- Opening Delimiter -
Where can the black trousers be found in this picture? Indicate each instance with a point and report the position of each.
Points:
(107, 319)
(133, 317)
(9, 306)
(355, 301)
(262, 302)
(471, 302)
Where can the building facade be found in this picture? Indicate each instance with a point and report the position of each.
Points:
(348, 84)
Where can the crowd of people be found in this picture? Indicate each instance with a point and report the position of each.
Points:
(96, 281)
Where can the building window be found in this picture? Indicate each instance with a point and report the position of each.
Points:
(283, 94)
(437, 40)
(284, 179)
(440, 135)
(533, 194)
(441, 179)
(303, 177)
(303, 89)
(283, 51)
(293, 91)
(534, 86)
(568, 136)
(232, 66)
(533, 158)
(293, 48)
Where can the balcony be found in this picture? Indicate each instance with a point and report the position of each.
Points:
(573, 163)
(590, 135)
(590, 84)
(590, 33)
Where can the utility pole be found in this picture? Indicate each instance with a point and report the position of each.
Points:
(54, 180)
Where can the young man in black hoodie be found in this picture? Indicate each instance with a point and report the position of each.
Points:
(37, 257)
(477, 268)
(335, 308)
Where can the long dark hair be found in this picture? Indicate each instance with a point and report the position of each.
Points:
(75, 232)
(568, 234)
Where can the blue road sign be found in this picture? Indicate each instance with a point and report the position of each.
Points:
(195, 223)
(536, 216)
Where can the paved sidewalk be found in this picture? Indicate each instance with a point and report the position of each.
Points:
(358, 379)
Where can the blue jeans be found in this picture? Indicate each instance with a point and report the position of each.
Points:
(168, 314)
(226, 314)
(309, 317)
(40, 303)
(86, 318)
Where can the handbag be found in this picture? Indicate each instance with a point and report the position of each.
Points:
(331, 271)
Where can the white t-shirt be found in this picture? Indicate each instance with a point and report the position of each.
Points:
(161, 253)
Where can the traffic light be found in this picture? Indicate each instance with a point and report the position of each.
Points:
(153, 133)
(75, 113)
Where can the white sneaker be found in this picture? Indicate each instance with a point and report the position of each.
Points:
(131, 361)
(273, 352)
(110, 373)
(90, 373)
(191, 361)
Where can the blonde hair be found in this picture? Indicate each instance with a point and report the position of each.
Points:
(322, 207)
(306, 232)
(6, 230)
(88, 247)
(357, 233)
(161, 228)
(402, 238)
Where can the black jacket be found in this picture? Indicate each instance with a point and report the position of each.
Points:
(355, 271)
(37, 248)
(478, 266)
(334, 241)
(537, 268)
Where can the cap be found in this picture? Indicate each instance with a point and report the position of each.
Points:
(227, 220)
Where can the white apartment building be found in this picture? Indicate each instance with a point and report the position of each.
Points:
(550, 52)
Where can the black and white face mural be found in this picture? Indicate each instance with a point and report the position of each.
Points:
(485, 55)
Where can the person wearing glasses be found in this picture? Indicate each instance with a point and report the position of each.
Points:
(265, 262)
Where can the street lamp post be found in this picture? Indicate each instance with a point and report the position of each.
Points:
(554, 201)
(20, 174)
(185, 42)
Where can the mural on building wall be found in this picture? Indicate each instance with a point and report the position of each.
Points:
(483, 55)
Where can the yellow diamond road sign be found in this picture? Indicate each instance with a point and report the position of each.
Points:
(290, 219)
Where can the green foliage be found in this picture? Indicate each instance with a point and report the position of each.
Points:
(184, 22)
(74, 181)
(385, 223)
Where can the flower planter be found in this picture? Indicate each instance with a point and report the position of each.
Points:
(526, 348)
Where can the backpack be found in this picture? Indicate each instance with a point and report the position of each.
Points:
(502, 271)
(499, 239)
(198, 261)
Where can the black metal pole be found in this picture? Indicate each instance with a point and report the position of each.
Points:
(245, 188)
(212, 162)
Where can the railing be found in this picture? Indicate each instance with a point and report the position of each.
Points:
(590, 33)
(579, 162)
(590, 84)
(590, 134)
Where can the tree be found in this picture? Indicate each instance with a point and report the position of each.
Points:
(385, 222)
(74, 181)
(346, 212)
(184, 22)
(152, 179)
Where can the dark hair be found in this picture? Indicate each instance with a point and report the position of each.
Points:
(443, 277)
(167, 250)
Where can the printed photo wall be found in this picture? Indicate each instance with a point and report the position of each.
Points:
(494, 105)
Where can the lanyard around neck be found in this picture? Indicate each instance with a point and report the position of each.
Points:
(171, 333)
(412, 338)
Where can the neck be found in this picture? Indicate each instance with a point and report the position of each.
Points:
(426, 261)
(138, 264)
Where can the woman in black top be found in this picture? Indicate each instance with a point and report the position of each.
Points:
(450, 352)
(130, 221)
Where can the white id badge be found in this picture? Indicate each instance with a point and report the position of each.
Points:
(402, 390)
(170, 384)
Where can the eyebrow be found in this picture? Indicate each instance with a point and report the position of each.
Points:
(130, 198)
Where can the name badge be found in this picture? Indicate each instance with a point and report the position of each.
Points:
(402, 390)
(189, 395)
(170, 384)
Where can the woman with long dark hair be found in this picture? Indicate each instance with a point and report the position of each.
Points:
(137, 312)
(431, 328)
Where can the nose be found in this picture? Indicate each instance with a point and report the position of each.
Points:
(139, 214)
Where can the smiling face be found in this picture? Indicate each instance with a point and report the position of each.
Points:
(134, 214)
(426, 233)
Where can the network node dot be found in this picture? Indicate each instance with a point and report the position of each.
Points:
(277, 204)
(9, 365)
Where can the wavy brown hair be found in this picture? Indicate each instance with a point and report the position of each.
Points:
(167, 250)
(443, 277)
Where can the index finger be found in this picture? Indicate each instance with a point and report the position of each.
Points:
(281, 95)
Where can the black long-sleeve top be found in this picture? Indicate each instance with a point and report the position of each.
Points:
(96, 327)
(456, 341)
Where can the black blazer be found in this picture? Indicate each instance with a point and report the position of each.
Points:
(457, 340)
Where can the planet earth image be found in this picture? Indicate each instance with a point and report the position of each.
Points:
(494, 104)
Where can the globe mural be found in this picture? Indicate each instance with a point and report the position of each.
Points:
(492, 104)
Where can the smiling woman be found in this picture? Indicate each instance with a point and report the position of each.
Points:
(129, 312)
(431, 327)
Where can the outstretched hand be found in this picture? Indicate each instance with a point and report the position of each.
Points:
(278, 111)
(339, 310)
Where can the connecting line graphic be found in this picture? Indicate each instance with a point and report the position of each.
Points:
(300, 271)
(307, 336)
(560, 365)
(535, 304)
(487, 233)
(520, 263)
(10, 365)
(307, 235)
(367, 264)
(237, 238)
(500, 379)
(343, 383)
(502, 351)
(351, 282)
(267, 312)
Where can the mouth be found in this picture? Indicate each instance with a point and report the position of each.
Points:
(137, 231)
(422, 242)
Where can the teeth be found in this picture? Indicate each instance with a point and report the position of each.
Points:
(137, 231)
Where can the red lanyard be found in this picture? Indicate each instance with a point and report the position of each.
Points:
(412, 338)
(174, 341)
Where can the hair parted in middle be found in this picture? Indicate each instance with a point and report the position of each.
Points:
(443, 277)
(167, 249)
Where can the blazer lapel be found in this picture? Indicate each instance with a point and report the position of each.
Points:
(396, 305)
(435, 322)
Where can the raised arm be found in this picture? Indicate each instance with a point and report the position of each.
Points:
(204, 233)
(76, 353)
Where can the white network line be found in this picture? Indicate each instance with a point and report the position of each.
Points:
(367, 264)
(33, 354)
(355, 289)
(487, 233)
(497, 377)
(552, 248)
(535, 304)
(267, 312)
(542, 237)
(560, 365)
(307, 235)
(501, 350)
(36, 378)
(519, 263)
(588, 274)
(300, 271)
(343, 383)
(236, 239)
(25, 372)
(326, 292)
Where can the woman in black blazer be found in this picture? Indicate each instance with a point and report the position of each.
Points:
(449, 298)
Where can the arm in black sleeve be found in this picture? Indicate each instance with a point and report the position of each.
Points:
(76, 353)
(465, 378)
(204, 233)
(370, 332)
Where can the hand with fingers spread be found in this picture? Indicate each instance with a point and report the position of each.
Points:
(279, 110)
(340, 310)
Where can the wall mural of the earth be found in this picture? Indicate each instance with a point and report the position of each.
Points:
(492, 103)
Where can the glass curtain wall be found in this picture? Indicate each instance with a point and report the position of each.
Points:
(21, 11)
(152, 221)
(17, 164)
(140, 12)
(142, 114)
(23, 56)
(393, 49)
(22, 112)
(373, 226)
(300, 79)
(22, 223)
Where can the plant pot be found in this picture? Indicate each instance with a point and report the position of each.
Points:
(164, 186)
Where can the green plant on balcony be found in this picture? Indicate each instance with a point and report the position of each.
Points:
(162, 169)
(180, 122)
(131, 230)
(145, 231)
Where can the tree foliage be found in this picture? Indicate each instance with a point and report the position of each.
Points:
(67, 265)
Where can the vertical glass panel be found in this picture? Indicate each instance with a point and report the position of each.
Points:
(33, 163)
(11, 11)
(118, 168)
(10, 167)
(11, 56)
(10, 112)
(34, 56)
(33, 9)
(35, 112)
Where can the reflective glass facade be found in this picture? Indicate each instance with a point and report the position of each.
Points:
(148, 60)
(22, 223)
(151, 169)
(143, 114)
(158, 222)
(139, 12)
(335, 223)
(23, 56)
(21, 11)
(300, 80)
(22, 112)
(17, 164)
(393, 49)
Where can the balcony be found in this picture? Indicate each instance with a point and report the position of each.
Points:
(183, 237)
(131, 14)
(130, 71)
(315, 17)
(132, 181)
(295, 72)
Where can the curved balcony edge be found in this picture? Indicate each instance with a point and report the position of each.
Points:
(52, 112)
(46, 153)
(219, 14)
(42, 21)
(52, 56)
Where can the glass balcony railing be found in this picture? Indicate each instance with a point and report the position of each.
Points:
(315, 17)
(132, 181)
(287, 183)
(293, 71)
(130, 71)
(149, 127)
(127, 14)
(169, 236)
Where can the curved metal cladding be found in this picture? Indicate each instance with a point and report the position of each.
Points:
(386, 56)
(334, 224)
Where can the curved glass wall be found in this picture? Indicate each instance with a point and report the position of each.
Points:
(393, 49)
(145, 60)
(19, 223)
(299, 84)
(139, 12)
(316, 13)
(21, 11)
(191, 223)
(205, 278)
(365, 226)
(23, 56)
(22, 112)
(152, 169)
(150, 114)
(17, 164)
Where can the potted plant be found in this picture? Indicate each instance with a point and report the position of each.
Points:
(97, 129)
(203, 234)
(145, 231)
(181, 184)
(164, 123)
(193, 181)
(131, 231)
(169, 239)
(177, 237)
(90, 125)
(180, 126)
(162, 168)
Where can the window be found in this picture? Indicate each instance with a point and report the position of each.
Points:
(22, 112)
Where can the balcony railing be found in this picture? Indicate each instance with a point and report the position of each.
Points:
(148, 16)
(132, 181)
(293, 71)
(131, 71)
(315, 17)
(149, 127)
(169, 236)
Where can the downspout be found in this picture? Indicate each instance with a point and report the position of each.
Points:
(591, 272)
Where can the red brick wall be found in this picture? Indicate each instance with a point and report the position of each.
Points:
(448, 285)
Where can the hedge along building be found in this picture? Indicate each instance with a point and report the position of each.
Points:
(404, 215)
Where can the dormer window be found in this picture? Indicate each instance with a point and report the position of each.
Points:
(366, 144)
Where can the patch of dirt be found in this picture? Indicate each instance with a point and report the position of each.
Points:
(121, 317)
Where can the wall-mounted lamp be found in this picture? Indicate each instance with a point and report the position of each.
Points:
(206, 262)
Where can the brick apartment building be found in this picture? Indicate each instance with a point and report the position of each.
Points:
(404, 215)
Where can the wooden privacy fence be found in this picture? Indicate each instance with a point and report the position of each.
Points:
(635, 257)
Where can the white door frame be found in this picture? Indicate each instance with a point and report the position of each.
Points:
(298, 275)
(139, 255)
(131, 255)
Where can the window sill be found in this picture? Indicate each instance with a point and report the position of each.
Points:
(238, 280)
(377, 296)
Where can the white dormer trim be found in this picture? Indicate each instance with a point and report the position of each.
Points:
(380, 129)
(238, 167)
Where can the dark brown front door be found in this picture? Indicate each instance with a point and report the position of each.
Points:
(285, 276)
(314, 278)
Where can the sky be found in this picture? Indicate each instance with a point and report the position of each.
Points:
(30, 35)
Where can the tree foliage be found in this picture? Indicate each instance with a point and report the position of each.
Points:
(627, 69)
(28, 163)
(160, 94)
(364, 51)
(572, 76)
- Closing Delimiter -
- **WORK TO BE COMPLETED**
If a line of the data above holds the string "blazer", count it, then give only the final number.

- **YOUR SOLUTION**
3